Excerpts from a dataset
______

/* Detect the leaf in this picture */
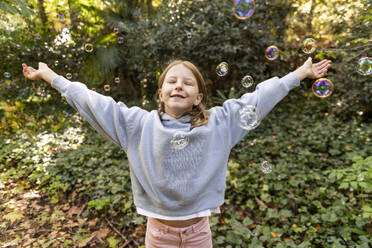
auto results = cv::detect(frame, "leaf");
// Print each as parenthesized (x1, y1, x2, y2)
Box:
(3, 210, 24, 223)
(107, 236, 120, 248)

______

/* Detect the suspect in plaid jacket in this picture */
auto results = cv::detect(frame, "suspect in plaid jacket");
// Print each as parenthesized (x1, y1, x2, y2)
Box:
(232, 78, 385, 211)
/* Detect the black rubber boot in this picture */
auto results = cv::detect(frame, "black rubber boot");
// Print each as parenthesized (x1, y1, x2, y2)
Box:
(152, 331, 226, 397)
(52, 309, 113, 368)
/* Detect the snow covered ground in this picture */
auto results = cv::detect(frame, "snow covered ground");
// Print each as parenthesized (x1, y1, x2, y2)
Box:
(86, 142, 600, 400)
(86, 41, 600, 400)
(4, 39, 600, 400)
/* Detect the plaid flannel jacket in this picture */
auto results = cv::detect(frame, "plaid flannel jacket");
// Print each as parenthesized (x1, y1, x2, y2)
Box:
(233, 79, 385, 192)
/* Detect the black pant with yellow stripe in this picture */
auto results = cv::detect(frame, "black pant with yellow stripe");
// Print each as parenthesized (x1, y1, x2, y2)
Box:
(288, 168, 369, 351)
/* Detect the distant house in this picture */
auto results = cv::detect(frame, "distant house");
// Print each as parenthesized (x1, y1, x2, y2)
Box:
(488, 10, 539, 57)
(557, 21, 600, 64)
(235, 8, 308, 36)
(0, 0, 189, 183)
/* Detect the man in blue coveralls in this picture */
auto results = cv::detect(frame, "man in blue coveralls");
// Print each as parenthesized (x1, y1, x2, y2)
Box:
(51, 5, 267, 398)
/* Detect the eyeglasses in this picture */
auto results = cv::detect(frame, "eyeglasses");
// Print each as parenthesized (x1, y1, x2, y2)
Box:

______

Above are the entries; copy every line among them that contains the word "frame".

auto results = cv::detect(frame, "leaf");
auto results = cv::detect(frame, "suspect in plaid jacket");
auto results = cv::detect(frame, "black rubber boot");
auto results = cv::detect(frame, "snow covered ground");
auto results = cv::detect(frame, "plaid flannel jacket");
auto results = cv::detect(frame, "black pant with yellow stripe");
auto results = cv::detect(frame, "distant house");
auto results = cv::detect(frame, "man in blue coveralls");
auto results = cv::detect(frame, "eyeglasses");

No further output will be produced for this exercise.